• **Page extract**:
'''
Nice work Anders - good to be reminded of the old days, Loved my time making prints and think it was a great learning environment. For now though only too glad to farm out my PP, have spent too much time in the dark or infront of computer ;-)
each to their own.....
 
Well done!
The contrast is very well balanced, and as Dennis said nice burn!
 
It felt good making a decent print. The difference this time was the careful planning of what I would do.

I must have been lucky with the exposure. With the minister 700 I have little clue where I'm metering, because I have look down onto the top and aim from my chin :)
 
I must have been lucky with the exposure. With the minister 700 I have little clue where I'm metering,
??? This should stop. Maybe it's time to get a decent hand held with spot metering. For the ultimate in exposure control.
 
I've been thinking about it! I have also considered the nifty voigtlander accessory shoe meters, but those won't ease the metering process much in lighting such as this.

The metering is the only complaint I have with the M700. If I look through the viewfinder, I can compose but not meter. If I look at the meter, I can meter but not be sure I aim correctly. Usually I try to aim at something close to me that's in the same light as what my subject is, but that's not always easy. I definitely need a hand-held meter.
 
For all my "junk" film cameras I trust only one with metering and that is a Pentax SF1n. All the rest, if the meter is working, meters are good for snapshots only (and probably they were intend to do just so). Incident metering IMO gives only very good measurement of Sunny 16 rule. Spot lets me plan the exposure so even before I release the trigger I know what would need the dodging and burning.
 
Interesting; I've never thought about in-camera meters that way. It makes sense as you say it. My Olympus 35-SP lets me spot meter. If I could combine the 35-SP's spot-meter and the M700's depth-of-field scale, I'd be happy.

At some point, I will get a Bessa R3M and a few lenses. I might as well just get a proper light meter at the same time - it seems foolish not to!
'''
• **Set tasks**:
1. In the forum thread on film printing, which camera is the only one whose metering one poster trusts?
2. Repeat the part of the forum thread that begins at the words "Nice work Anders" and ends after "said nice burn!".
3. Translate this sentence from the forum thread into French: "The metering is the only complaint I have with the M700."

• **Information shown**:
'''
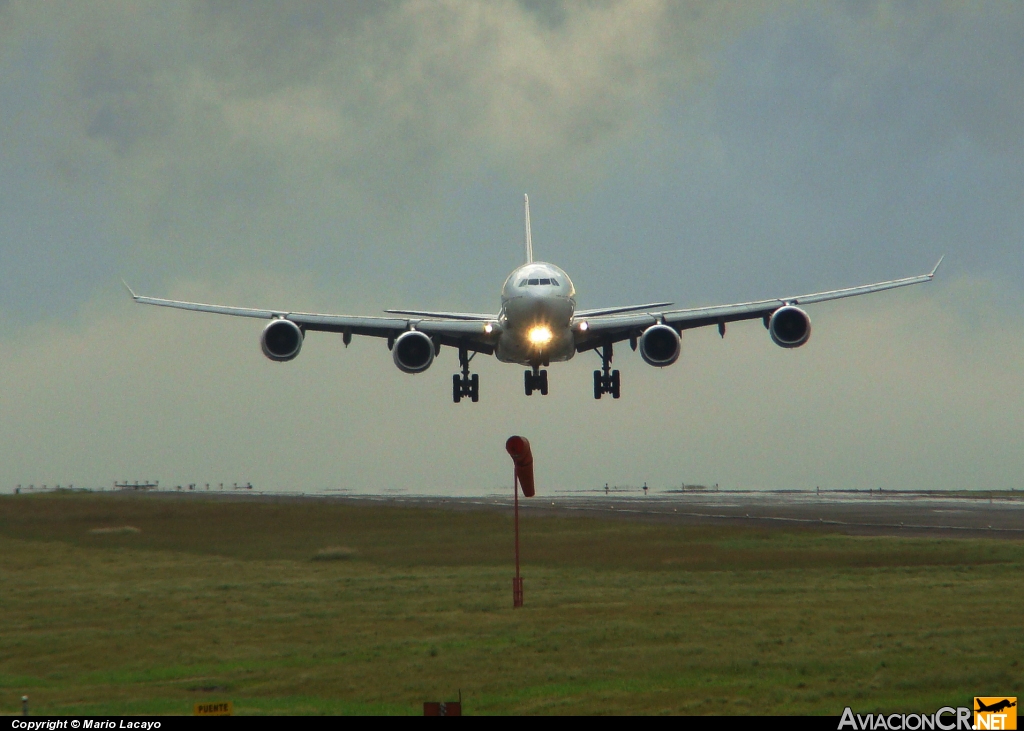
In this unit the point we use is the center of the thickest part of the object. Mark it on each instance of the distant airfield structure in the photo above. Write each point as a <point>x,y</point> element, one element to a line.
<point>136,485</point>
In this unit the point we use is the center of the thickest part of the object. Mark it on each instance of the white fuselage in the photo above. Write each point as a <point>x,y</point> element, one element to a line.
'''
• **Exercise results**:
1. The Pentax SF1n.

2.
Nice work Anders - good to be reminded of the old days, Loved my time making prints and think it was a great learning environment. For now though only too glad to farm out my PP, have spent too much time in the dark or infront of computer ;-)
each to their own.....
 
Well done!
The contrast is very well balanced, and as Dennis said nice burn!

3. La mesure de la lumière est le seul reproche que j'ai à faire au M700.